Problem requirements:
Identify every line in the material below that contains the word "arcade", and copy each of those lines.

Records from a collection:
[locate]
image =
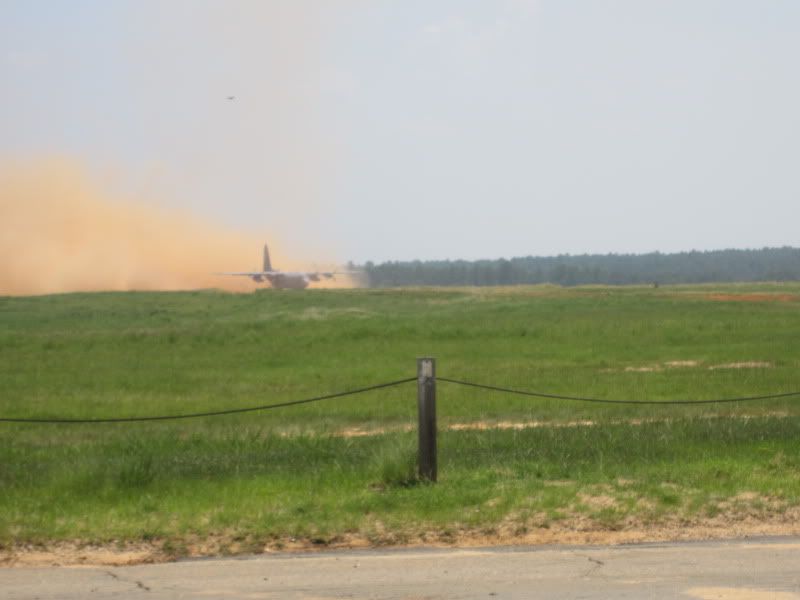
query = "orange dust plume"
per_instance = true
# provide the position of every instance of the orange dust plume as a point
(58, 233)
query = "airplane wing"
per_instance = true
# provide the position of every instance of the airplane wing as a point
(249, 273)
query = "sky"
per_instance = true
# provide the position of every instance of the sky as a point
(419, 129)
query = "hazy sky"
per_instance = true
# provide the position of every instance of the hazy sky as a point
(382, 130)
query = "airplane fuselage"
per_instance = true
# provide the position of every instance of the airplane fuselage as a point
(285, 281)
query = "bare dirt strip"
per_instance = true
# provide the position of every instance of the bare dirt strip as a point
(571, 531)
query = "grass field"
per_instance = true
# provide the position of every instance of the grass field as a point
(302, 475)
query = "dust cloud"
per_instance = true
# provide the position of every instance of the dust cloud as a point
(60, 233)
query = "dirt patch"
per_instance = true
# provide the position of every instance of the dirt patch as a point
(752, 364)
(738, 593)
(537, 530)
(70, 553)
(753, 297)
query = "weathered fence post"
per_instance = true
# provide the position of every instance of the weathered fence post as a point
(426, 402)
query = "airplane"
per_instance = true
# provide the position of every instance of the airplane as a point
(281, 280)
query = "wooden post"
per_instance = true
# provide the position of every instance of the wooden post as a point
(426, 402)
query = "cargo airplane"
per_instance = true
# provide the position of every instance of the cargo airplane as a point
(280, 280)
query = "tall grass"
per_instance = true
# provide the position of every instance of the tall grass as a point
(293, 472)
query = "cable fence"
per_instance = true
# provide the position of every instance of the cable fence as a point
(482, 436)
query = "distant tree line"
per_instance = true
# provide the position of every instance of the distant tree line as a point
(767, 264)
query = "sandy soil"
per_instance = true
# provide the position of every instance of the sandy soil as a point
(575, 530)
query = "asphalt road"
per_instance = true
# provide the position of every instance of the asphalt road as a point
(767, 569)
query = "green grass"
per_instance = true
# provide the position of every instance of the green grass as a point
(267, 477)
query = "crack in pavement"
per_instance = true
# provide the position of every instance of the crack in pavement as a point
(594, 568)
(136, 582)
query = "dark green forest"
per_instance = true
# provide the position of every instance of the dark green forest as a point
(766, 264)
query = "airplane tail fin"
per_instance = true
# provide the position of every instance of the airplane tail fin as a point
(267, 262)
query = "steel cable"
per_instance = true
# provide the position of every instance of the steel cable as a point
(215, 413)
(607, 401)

==

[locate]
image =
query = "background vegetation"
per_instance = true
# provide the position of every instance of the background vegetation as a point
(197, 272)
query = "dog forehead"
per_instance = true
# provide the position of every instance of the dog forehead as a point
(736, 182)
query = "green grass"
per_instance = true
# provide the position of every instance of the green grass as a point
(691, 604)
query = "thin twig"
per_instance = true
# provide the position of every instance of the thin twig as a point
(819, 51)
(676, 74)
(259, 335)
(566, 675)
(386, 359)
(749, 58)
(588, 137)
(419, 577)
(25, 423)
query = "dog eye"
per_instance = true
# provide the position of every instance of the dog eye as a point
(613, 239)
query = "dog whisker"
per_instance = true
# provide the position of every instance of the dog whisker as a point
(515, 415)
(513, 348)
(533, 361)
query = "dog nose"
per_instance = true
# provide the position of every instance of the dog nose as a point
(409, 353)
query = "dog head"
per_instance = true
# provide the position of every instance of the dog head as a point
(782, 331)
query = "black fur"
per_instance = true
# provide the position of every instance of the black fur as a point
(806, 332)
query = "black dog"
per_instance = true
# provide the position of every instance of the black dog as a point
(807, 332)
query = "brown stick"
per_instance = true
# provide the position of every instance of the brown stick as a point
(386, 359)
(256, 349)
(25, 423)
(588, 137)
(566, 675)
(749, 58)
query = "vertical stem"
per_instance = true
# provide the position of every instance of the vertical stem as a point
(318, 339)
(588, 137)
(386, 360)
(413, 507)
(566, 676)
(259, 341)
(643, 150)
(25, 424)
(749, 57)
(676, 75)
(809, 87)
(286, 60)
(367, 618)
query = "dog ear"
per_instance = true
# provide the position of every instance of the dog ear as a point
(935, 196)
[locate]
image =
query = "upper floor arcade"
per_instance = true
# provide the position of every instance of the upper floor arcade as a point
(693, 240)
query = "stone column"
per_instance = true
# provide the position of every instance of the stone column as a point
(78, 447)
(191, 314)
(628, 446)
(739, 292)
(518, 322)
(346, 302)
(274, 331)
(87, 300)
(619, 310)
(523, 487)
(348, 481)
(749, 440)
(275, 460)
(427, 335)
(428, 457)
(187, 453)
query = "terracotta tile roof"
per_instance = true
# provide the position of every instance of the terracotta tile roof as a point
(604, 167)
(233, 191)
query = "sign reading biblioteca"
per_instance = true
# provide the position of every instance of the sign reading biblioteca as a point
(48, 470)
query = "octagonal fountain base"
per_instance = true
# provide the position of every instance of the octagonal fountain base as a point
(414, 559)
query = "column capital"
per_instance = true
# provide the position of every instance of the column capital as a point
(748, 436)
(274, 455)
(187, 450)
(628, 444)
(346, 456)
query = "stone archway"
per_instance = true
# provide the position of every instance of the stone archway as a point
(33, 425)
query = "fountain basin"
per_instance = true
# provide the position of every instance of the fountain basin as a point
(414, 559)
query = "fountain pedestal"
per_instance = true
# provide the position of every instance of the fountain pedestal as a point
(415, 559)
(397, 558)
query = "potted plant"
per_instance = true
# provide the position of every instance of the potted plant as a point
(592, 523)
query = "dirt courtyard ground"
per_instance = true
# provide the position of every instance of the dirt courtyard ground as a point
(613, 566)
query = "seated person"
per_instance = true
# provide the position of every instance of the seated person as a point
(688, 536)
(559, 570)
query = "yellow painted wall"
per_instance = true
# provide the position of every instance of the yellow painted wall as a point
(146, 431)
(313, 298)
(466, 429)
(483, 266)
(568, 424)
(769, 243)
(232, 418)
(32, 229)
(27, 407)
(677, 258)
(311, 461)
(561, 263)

Exercise response:
query = "upper floor arcade"
# provide the position of every instance of the upper floor arcade as a point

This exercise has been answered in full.